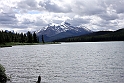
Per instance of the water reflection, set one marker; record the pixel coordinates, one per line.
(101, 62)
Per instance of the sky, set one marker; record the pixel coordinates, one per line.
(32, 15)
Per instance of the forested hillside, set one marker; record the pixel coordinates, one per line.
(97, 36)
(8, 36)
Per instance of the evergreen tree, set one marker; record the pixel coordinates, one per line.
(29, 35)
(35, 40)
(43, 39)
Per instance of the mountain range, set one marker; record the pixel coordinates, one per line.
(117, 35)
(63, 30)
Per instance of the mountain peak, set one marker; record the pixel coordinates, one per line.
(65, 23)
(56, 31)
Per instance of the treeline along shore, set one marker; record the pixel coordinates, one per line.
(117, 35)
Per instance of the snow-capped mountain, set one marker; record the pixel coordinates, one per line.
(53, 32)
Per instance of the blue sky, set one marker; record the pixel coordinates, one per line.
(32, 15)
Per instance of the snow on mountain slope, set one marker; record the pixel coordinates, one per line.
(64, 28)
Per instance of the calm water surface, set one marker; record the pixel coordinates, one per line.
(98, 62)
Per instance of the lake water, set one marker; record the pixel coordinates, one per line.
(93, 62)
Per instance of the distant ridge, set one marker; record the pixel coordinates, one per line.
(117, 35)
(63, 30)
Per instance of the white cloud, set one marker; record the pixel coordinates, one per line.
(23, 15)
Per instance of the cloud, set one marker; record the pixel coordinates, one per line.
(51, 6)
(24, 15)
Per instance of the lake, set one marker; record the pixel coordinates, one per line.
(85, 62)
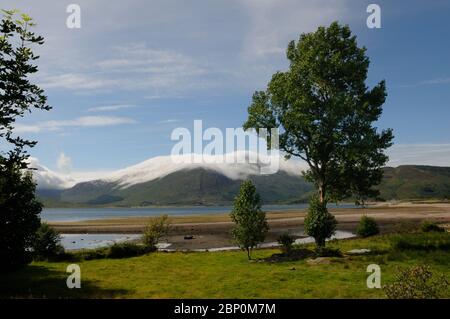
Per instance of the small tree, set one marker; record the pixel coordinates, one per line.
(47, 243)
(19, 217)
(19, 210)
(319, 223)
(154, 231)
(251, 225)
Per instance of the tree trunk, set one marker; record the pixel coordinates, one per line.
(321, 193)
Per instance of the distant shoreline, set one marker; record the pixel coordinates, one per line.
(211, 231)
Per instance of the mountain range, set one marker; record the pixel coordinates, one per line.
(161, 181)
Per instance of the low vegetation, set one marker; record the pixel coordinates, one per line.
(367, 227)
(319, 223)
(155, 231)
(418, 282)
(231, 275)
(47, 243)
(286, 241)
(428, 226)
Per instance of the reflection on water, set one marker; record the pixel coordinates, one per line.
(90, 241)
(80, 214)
• • •
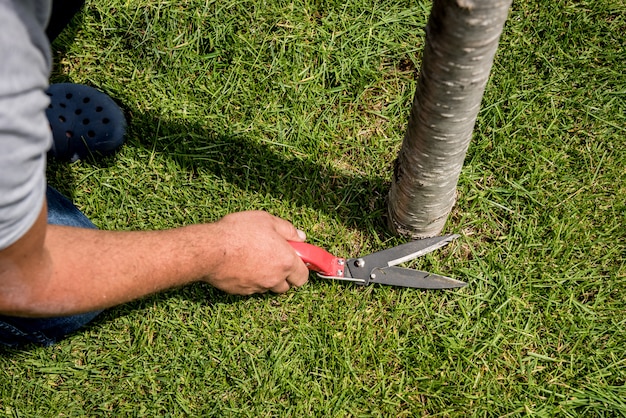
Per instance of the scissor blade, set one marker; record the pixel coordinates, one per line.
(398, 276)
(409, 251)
• • •
Written instruction: Report how many lines in the rows above contain the string "reflection", matching case exactly, and give only the number.

Correct answer: 2